Don’t worry, we’ll keep the discussion above OS level to stay relevant — and to stay awake.

So why are we getting hung up on this term? It’s because it was all over the rather varied day that we had today, having split our time at (1) HP’s annual IT analyst conference for its Technology Solutions Group (that’s the 1/3 of the company that’s not PCs or printers); (2) a meeting of the SOA Consortium; and (3) yet another meeting with MKS, an ALM vendor that just signed an interesting resale deal with BMC that starts with the integration of IT Service Desk with issue and defect management in the application lifecycle.

Services in each of its software and IT operations were all over our agenda today; we just couldn’t duck it. But more than just a coincidence of terminology, there is actually an underlying interdependency between the design and deployment of a software service, and the IT services that are required to run it.

It was core to the presentation that we delivered to the SOA Consortium today, as our belief is that you cannot manage a SOA or application lifecycle without adequate IT Service Management (ITSM, a discipline for running IT operations that is measured or tracked by the services. We drew a diagram that was deservedly torn apart by our colleagues on the call, Beth Gold-Bernstein and Todd Biske. UPDATE: Beth has a picture of the diagram in her blog. In our diagram, we showed how at run time, there is an intersection between the SOA life cycle and ITSM – or more specifically, ITIL version 3 (ITIL is the best known framework for implanting ITSM). Both maintained that interaction is necessary throughout the lifecycle; for instance, when the software development team is planning a service, they need to get ITO in the loop to brace for release of the service – especially if the service is likely to drastically ramp up demand on the infrastructure.

•••

▶ _Using the information_
A – In the excerpt on SOA and IT service management, which two colleagues on the call tore apart the diagram?
B – Print the part of the excerpt on SOA and IT service management between "So why are we" and "the application lifecycle.", inclusive.
The data placed after this excerpt has no role in the work here.

•••

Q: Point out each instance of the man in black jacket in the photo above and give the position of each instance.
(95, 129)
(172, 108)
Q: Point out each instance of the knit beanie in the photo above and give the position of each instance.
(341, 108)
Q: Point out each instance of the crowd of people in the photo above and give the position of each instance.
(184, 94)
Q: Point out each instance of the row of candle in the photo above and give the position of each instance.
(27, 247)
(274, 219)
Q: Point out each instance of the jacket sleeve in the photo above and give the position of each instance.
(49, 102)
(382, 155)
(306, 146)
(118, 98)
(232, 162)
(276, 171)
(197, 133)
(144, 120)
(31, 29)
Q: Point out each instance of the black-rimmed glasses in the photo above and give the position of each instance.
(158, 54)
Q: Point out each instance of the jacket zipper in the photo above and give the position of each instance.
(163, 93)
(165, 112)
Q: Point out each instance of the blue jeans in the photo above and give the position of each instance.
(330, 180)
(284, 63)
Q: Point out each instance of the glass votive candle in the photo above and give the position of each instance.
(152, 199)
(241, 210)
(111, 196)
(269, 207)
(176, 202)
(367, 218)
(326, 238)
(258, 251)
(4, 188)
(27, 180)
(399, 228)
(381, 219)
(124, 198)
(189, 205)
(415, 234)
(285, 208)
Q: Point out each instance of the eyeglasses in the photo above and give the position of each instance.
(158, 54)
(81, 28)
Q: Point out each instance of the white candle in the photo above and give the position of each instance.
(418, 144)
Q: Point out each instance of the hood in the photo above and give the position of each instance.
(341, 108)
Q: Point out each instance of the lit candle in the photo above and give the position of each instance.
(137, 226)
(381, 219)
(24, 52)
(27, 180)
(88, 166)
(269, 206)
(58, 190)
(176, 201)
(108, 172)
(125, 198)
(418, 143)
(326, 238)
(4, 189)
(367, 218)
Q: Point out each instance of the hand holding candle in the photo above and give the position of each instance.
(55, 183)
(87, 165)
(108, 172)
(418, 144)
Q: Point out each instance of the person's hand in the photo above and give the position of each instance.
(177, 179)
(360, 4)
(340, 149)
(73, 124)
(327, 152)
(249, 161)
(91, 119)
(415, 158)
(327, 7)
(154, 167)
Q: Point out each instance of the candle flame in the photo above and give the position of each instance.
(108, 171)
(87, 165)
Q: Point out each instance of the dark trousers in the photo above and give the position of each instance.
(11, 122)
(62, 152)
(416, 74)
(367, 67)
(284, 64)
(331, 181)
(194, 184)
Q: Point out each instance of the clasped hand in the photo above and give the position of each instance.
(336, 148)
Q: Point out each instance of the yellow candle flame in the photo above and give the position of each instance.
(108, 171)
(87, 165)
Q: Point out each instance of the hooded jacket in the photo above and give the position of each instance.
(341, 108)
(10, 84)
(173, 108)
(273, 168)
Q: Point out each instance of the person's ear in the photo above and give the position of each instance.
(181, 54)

•••

▶ _Task solutions_
A – Beth Gold-Bernstein and Todd Biske tore apart the diagram.

B –
So why are we getting hung up on this term? It’s because it was all over the rather varied day that we had today, having split our time at (1) HP’s annual IT analyst conference for its Technology Solutions Group (that’s the 1/3 of the company that’s not PCs or printers); (2) a meeting of the SOA Consortium; and (3) yet another meeting with MKS, an ALM vendor that just signed an interesting resale deal with BMC that starts with the integration of IT Service Desk with issue and defect management in the application lifecycle.